____ BRANO RIPORTATO
MATTEO MARCELLO
Cronaca

Infezione non vista in ospedale. L’Asl paga un maxi risarcimento

La Spezia: l’azienda sanitaria condannata a rifondere il marito e gli altri parenti con un milione. Per il tribunale ci furono "omissioni e ritardi diagnostici" che risultarono fatali a una donna.

Per due volte fu ricoverata in ospedale senza che i medici individuassero l’esatta causa del suo malessere, tanto da essere colpita anche da infarto due giorni dopo la dimissione dal nosocomio. Una serie di "omissioni e ritardi diagnostici" che avrebbero causato la morte della donna e per i quali Asl5, l’azienda sanitaria della Spezia, è stata condannata dal Tribunale spezzino a un maxi risarcimento da oltre un milione di euro a favore dei familiari. La sentenza è arrivata nei giorni scorsi, al termine di un travagliato contenzioso giudiziario; i fatti risalgono all’autunno del 2013, quando la donna – affetta da una miocardite, per la quale era già stata sottoposta a cure e in particolare a un impianto di protesi valvolare – fu ricoverata una prima volta all’ospedale San Bartolomeo di Sarzana in stato confusionale e con febbre alta.

In quell’occasione i medici non avrebbero riscontrato da subito un’infezione. "La diagnosi di endocardite infettiva è stata fatta dopo 8 giorni dal ricovero, denotando elementi di negligenza e imperizia nell’operato dei sanitari. Questo ritardo diagnostico e i relativi provvedimenti terapeutici ritardati risulteranno di cruciale importanza nel determinare le successive manifestazioni cliniche che si concluderanno poi con la morte della paziente, un anno dopo" si legge nella relazione del perito incaricato dal giudice. Omissioni, quelle del personale ospedaliero, che si sarebbero ripetute in una seconda occasione, nel febbraio 2014, con la donna ricoverata in ospedale, dimessa e poi vittima di un arresto cardiaco due giorni dopo. "La dimissione dopo solo due giorni appare quantomeno frettolosa. Vi erano le condizioni cliniche e strumentali che giustificavano l’impianto di un defibrillatore intracavitario: se ciò fosse successo si sarebbe potuto evitare l’arresto cardiaco cui è andata incontro la paziente due giorni dopo la dimissione" scrive ancora il consulente. La donna morì qualche mese dopo, nella primavera del 2014, con i parenti che non esitarono a rivolgersi al Tribunale. Il giudice Adriana Gherardi, a seguito della consulenza tecnica d’ufficio che ha certificato la "connessione causale tra le omissioni diagnostico terapeutiche e il decesso della signora", ha condannato Asl5 a risarcire i famigliari con oltre un milione di euro: per il compagno 484.825 euro quale esercente la potestà genitoriale sulla figlia, e altri 340.257 di risarcimento diretto; 242.482 euro per la madre, poco più di 95mila per la sorella, con l’Asl5 condannata al pagamento dell’accertamento tecnico preventivo e di 50mila euro di spese legali.
________
- **COSE DA FARE**:
1) Dall'articolo sull'infezione non vista in ospedale, estrai il pezzo che va da "Infezione non vista" a "a una donna.".
2) Rispondi a queste domande sull'articolo dell'infezione in ospedale:
(a) In quale ospedale fu ricoverata la donna la prima volta?
(b) Dopo quanti giorni dal ricovero arrivò la diagnosi di endocardite infettiva?
(c) Quanto deve pagare l'Asl5 di spese legali?
3) Nell'articolo sull'infezione in ospedale, perché il consulente considera frettolosa la dimissione del febbraio 2014?
____ INFORMAZIONI MOSTRATE
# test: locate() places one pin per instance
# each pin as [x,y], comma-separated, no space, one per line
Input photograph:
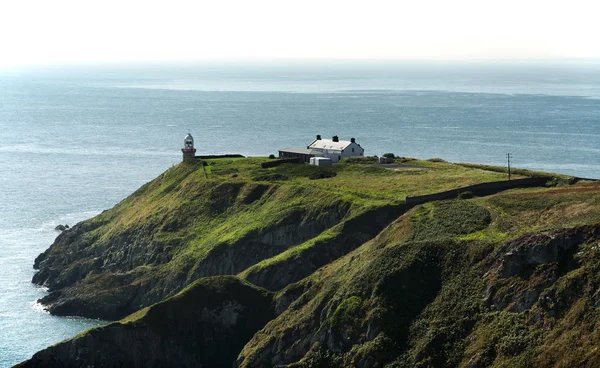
________
- **SOLUZIONI**:
1)
Infezione non vista in ospedale. L’Asl paga un maxi risarcimento

La Spezia: l’azienda sanitaria condannata a rifondere il marito e gli altri parenti con un milione. Per il tribunale ci furono "omissioni e ritardi diagnostici" che risultarono fatali a una donna.

2)
(a) All'ospedale San Bartolomeo di Sarzana.
(b) Dopo 8 giorni.
(c) 50mila euro.

3) La donna fu dimessa dopo solo due giorni, anche se c'erano le condizioni cliniche e strumentali per impiantarle un defibrillatore intracavitario. Secondo il consulente, con quell'impianto si sarebbe potuto evitare l'arresto cardiaco che la colpì due giorni dopo la dimissione.